* **DONNÉES À TRAITER**:
———

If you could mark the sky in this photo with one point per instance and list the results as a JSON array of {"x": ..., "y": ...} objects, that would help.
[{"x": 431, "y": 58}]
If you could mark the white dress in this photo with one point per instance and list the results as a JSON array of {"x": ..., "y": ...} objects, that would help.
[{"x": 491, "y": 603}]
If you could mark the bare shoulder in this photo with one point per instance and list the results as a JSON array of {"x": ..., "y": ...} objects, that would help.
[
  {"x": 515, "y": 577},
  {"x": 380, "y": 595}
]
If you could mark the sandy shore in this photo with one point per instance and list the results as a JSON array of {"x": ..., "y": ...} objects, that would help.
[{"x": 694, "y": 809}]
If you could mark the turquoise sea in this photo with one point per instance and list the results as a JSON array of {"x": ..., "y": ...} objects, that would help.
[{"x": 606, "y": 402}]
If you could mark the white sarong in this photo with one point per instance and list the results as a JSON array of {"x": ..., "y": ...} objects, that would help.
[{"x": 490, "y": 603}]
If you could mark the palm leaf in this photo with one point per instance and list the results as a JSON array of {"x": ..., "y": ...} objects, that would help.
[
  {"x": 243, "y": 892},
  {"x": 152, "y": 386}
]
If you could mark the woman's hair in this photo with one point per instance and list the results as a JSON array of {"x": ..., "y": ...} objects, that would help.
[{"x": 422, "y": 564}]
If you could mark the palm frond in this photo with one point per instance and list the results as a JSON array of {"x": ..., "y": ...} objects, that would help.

———

* **OBJECTIF DE L'EXERCICE**:
Peux-tu reprendre l'ensemble des lignes ci-dessus sous forme de liste numérotée, en omettant les lignes vides ?

* **RÉPONSE À L'EXERCICE**:
1. If you could mark the sky in this photo with one point per instance and list the results as a JSON array of {"x": ..., "y": ...} objects, that would help.
2. [{"x": 431, "y": 58}]
3. If you could mark the white dress in this photo with one point per instance and list the results as a JSON array of {"x": ..., "y": ...} objects, that would help.
4. [{"x": 491, "y": 603}]
5. If you could mark the bare shoulder in this photo with one point per instance and list the results as a JSON array of {"x": ..., "y": ...} objects, that would help.
6. [
7.   {"x": 515, "y": 577},
8.   {"x": 380, "y": 595}
9. ]
10. If you could mark the sandy shore in this photo with one point per instance and list the results as a JSON array of {"x": ..., "y": ...} objects, that would help.
11. [{"x": 694, "y": 809}]
12. If you could mark the turquoise sea in this photo with one point per instance and list the results as a JSON array of {"x": ..., "y": ...} objects, that would help.
13. [{"x": 606, "y": 402}]
14. If you could mark the white sarong in this photo with one point per instance and list the results as a JSON array of {"x": ..., "y": ...} objects, that would help.
15. [{"x": 490, "y": 603}]
16. If you could mark the palm leaf in this photo with one point per instance and list the results as a JSON array of {"x": ..., "y": ...} objects, that would help.
17. [
18.   {"x": 243, "y": 892},
19.   {"x": 152, "y": 386}
20. ]
21. If you could mark the woman's hair in this photo with one point per instance and list the results as a JSON array of {"x": ..., "y": ...} objects, that would help.
22. [{"x": 422, "y": 564}]
23. If you could mark the palm frond in this photo with one point per instance and list the results as a JSON array of {"x": ..., "y": ...} objects, that would help.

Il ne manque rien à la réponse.